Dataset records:
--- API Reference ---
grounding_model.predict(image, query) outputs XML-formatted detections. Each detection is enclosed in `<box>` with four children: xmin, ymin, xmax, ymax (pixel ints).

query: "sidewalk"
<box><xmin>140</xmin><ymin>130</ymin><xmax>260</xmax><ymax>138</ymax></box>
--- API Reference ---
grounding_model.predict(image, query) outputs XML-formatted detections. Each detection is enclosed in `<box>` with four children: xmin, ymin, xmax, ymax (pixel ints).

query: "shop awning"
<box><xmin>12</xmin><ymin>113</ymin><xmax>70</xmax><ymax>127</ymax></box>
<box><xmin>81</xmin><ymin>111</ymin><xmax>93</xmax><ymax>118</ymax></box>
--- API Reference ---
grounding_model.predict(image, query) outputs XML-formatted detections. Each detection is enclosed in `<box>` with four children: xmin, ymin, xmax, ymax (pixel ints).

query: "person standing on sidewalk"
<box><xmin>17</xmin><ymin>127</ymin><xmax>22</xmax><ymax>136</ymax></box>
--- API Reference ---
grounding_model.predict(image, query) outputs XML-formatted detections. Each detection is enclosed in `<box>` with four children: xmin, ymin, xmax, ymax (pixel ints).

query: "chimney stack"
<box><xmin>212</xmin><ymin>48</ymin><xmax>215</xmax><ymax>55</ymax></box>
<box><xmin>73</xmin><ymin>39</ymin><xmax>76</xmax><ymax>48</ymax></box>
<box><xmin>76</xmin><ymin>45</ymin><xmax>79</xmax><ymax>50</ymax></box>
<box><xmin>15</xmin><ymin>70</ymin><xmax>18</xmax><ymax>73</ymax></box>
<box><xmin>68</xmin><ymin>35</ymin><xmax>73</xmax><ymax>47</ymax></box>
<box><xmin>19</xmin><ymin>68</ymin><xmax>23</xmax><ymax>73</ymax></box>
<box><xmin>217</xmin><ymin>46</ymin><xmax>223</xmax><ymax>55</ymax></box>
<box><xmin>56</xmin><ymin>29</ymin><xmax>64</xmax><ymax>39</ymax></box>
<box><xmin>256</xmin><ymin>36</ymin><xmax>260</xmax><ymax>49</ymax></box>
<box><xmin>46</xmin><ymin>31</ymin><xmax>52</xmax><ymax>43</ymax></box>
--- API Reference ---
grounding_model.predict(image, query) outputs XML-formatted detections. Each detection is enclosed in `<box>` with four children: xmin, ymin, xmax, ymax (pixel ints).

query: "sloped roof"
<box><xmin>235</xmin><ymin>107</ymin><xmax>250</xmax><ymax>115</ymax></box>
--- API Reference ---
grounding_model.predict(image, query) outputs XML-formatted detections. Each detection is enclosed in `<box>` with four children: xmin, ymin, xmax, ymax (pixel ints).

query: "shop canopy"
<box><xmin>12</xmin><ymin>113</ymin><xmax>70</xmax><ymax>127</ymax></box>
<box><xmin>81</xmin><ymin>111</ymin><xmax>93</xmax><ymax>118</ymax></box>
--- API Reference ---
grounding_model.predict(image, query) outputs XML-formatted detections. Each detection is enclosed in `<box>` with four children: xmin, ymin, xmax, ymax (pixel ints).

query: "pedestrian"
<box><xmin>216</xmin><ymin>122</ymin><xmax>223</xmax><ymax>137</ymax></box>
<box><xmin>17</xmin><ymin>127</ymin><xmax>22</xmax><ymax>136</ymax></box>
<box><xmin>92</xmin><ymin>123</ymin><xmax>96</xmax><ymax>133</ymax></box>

● The problem:
Could you type out every entry again exactly as it stands?

● Answer space:
--- API Reference ---
grounding_model.predict(image, query) outputs XML-formatted detections. Each detection is enclosed in `<box>` with four children: xmin, ymin, xmax, ymax (pixel ints).

query: "sidewalk"
<box><xmin>140</xmin><ymin>130</ymin><xmax>260</xmax><ymax>138</ymax></box>
--- API Reference ---
grounding_model.predict(image, query) outputs XML-formatted detections. Each detection is enclosed in `<box>` with four children: xmin, ymin, xmax, ymax (pixel ints).

query: "shop awning"
<box><xmin>12</xmin><ymin>113</ymin><xmax>70</xmax><ymax>127</ymax></box>
<box><xmin>81</xmin><ymin>111</ymin><xmax>93</xmax><ymax>118</ymax></box>
--- API Reference ---
grounding_model.predict(image, query) outputs XML-formatted detections. Each detection is enclosed in `<box>` with four children: xmin, ymin, xmax, ymax (pixel ints).

query: "person standing on sidewalk"
<box><xmin>17</xmin><ymin>127</ymin><xmax>22</xmax><ymax>136</ymax></box>
--- API Reference ---
grounding_model.predict(image, query) outputs XML-formatted detections. Each detection is enclosed in `<box>` with four children: xmin, ymin, xmax, ymax (pixel ints).

query: "chimney stack"
<box><xmin>212</xmin><ymin>48</ymin><xmax>215</xmax><ymax>55</ymax></box>
<box><xmin>73</xmin><ymin>39</ymin><xmax>76</xmax><ymax>48</ymax></box>
<box><xmin>76</xmin><ymin>45</ymin><xmax>79</xmax><ymax>50</ymax></box>
<box><xmin>15</xmin><ymin>70</ymin><xmax>18</xmax><ymax>73</ymax></box>
<box><xmin>68</xmin><ymin>35</ymin><xmax>73</xmax><ymax>47</ymax></box>
<box><xmin>19</xmin><ymin>68</ymin><xmax>23</xmax><ymax>73</ymax></box>
<box><xmin>217</xmin><ymin>46</ymin><xmax>223</xmax><ymax>55</ymax></box>
<box><xmin>56</xmin><ymin>29</ymin><xmax>64</xmax><ymax>39</ymax></box>
<box><xmin>256</xmin><ymin>36</ymin><xmax>260</xmax><ymax>49</ymax></box>
<box><xmin>46</xmin><ymin>31</ymin><xmax>52</xmax><ymax>43</ymax></box>
--- API Reference ---
grounding_model.predict(image, query) outputs XML-formatted detections. Each detection is enclosed in `<box>` with four children: xmin, ymin, xmax, ymax (pixel ints).

query: "sloped roof"
<box><xmin>235</xmin><ymin>107</ymin><xmax>250</xmax><ymax>115</ymax></box>
--- API Reference ---
grounding_model.predict(image, query) outputs XML-formatted detections. Each detection is enclosed in `<box>` with four children: xmin, ymin, xmax, ymax (pixel ints).

query: "shop canopy"
<box><xmin>12</xmin><ymin>113</ymin><xmax>70</xmax><ymax>127</ymax></box>
<box><xmin>81</xmin><ymin>111</ymin><xmax>93</xmax><ymax>118</ymax></box>
--- API Reference ---
grounding_model.predict(image, query) outputs XML-formatted detections. Each detection is enclosed in `<box>` with four children: xmin, ymin, xmax, ymax (pixel ints).

query: "pedestrian"
<box><xmin>216</xmin><ymin>122</ymin><xmax>223</xmax><ymax>137</ymax></box>
<box><xmin>17</xmin><ymin>127</ymin><xmax>22</xmax><ymax>136</ymax></box>
<box><xmin>92</xmin><ymin>123</ymin><xmax>96</xmax><ymax>133</ymax></box>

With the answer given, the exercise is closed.